## Texto fornecido
Monday, August 08, 2005

SEGUNDA SESSÃO

  • SEGUNDA SEÇÃO – JOSÉ CARLOS AVELLAR

José Carlos Avellar é crítico de cinema com colaborações em jornais e revistas especializadas. Co-autor de trabalhos sobre o cinema brasileiro e latino-americano - entre eles Le cinéma brésilien (Centre Pompidou, Paris) e Hojas de cine (Universidad Autonoma Metropolitana, México, - Avellar teve inúmeros ensaios publicados em catálogos de festivais de cinema como o de Manheim, Locarno e Valladolid. Autor de quatro livros, entre eles O chão da palavra: cinema e literatura no Brasil (1994) e A ponte clandestina (1995), Avellar é atualmente secretário para a América Latina da Fipresci, associação internacional de críticos de cinema.

  • A crítica de cinema mudou? Antes escrevia-se sobre cada filme que estreava. Na década de 50 havia cerca de 4 a 5 mil cinemas no país. Cada filme passava por pouco tempo, mas eram repetidas em cinemas de bairro. Agora há um terço do número de salas no brasil, 1600 salas aproximadamente. Entram no país cerca de 200 títulos (antes eram 600). Os centros de produção que chegam aqui hoje são poucos. 80% é hollywood e cinema dos EUA. Os modelos de pensar o cinema vinham ou da Europa ou dos EUA. Nos anos 40 e 50 pensava-se ou de acordo com Hollywood ou Europa (neo-realismo, por exemplo). A reflexão era feita em um parte menos nobre dos jornais. Havia um crítico titular e secundários. Os últimos escreviam sobre as salas acessórias. Escreviam sobre filmes búlgaros, poloneses, japoneses etc.
  • Comecei a trabalhar no JB no começo da década de 60. A redação tinha uma organização diferente. A redação era muito mais integrada, quem escrevia sobre música falava com quem escrevia sobre teatro. O poder de decisão era muito maior também. Os textos de análise e interpretação não tinham preocupação com a data de publicação, não precisava sair antes de ninguém, era melhor tratar em profundidade o assunto.
  • Alguns filmes como Deus e o Diabo, tinham críticas publicadas em capítulos. Se o filme merecesse uma página de jornal, ele ganhava uma página. E isso não impedia outras críticas de serem publicadas também. A cobertura, mais do que noticiar eventos, oferecia informações para que o leitor do jornal pudesse se relacionar criativamente com o evento e também com o meio cultural em si.

## Material reunido
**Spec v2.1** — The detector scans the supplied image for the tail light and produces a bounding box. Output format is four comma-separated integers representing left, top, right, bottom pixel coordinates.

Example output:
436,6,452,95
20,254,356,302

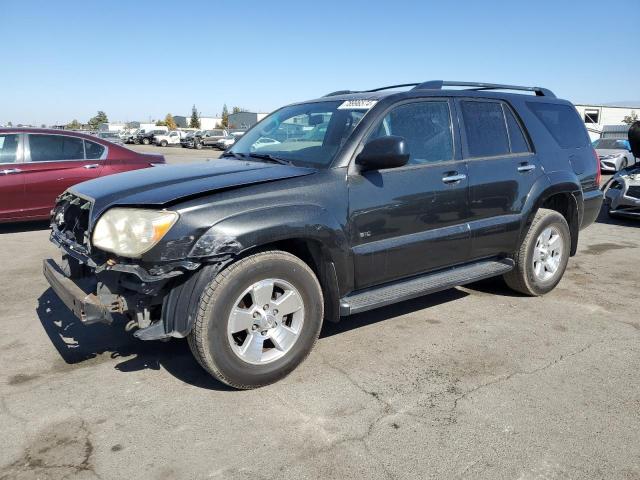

## Pedido escrito
Estenda o texto sobre a crítica de cinema, retomando logo depois da última frase dele.

## Resposta ao problema
  • Isso se perdeu. A cobertura de eventos culturais hoje tem outra organização nos jornais, há uma perda. Uma proposta cultural que não obedeça às linhas hegemônicas do cinema tem grande dificuldade de ser apreciada pelo leitor e espectador. Em 97, a Rio Filme estava para lançar um filme específico, e fizeram uma pesquisa sobre o espectador de cinema. A idéia era estabelecer uma estratégia de lançamento. Pelo levantamento, surgiu uma situação inusitada. Não anuncie em jornal nem em TV. Jovens não lêem jornais. Tente um contato direto com as pessoas.
  • A crítica dava pontos de referência para o leitor. O crítico manifestava um gosto pessoal, por exemplo. O leitor era incentivado a estabelecer uma linha argumentativa, até para responder ao crítico. Hoje isso está em falta. O crítico diz “vá ver” ou “não vá ver” e não argumenta. Mesmo nos espaços de literatura, esse padrão aparece. A recomendação hoje é ter sido mais vendido, ou ao ser lançado nos EUA teve uma renda X ou Y. A tradição de se ter um suplemento literário tem desaparecido.
  • EDUARDO FERREIRA, Cuiabá
    • O império do mercado está de fato acontecendo. O mercado é o agente do imperialismo, o mercado é “deus”. As salas de exibição não tem interesse em exibir filmes brasileiros. Gostaria de saber o que vc acha da digitalização das salas, se poderia propiciar uma democratização para o cinema brasileiro.
  • AVELLAR – Não acredito em milagres. Esperar que isso vá resolver algo não vai adiantar. Existe uma área em que o digital invade, a parte de criação. É muito mais fácil hoje fazer um filme em casa. Entrar com esse produto no circuito tradicional não funciona. Antes, a dificuldade de se expressar cinematograficamente era nos equipamentos. Hoje é na distribuição. Acho que o digital. Há documentários brasileiros gravados em digital que por isso mesmo foram completados. Muitas vezes o Super 16 é mais barato que o digital e tem qualidade melhor. Quando o Glauber filmou o terra em transe, perguntaram qual era o equipamento chamado “Dib”. E esse era o nome do fotógrafo. Hoje usa-se o steadycam.
  • Hermano – O diagnóstico da perda me incomoda. Aqui eu tendo a concordar com essa visão.
  • YUNO de Natal
    • O filme Contra Todos é um exemplo. Essa qualidade não é inversamente proporcional ao tempo disponível? Será que ainda há tempo hábil para uma crítica pertinente?
    • Hoje não há especialização dos críticos.
    • O futuro do cinema é digital?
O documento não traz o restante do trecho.